**To do**
Return, character for character, the lines from the one bearing "For this evaluation, locate the shrub" through the end of the material. Omit everything before that line.

**Recorded information**
****************************************

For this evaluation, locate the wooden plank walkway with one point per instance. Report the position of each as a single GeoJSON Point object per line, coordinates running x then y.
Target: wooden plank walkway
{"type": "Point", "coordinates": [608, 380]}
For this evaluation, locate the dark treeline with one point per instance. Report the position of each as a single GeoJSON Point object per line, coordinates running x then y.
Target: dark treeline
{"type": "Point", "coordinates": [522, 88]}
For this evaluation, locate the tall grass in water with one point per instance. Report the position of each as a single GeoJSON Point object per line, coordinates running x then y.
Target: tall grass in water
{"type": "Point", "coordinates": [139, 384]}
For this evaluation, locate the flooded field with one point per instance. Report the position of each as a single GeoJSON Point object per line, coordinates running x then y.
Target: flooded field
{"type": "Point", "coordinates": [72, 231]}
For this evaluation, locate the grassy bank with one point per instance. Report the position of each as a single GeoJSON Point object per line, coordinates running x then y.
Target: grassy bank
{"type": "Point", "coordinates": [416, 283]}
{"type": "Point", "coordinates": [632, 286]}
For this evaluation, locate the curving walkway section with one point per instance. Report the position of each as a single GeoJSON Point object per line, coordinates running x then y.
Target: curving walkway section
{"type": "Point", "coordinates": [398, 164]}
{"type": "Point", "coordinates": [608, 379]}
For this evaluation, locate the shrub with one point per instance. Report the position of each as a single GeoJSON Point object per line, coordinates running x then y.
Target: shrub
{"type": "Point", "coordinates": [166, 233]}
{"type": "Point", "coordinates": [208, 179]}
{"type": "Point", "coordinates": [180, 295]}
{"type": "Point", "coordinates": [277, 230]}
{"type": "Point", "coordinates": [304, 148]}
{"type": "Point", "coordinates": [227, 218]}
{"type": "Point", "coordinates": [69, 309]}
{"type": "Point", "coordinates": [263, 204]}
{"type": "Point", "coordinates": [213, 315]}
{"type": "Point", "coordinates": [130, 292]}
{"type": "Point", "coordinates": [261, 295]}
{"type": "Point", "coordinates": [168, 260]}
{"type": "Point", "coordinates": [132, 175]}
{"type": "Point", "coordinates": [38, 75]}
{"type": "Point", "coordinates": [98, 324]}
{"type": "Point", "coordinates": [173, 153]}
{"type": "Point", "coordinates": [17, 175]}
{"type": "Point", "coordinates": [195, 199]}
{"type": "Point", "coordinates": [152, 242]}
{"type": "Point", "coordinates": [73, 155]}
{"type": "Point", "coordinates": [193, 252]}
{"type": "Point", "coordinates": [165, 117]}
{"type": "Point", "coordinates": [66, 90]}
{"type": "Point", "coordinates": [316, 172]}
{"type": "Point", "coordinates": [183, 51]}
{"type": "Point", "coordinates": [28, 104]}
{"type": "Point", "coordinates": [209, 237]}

****************************************

**Correct output**
For this evaluation, locate the shrub with one point per instance. Report the position of each as a single GeoJSON Point object per line, coordinates running x then y.
Target: shrub
{"type": "Point", "coordinates": [166, 233]}
{"type": "Point", "coordinates": [208, 179]}
{"type": "Point", "coordinates": [180, 295]}
{"type": "Point", "coordinates": [277, 230]}
{"type": "Point", "coordinates": [304, 148]}
{"type": "Point", "coordinates": [227, 218]}
{"type": "Point", "coordinates": [69, 309]}
{"type": "Point", "coordinates": [263, 204]}
{"type": "Point", "coordinates": [213, 315]}
{"type": "Point", "coordinates": [130, 292]}
{"type": "Point", "coordinates": [261, 295]}
{"type": "Point", "coordinates": [168, 260]}
{"type": "Point", "coordinates": [132, 175]}
{"type": "Point", "coordinates": [38, 75]}
{"type": "Point", "coordinates": [98, 324]}
{"type": "Point", "coordinates": [173, 153]}
{"type": "Point", "coordinates": [17, 175]}
{"type": "Point", "coordinates": [195, 199]}
{"type": "Point", "coordinates": [152, 242]}
{"type": "Point", "coordinates": [73, 155]}
{"type": "Point", "coordinates": [193, 252]}
{"type": "Point", "coordinates": [165, 117]}
{"type": "Point", "coordinates": [66, 90]}
{"type": "Point", "coordinates": [316, 172]}
{"type": "Point", "coordinates": [183, 51]}
{"type": "Point", "coordinates": [28, 104]}
{"type": "Point", "coordinates": [209, 237]}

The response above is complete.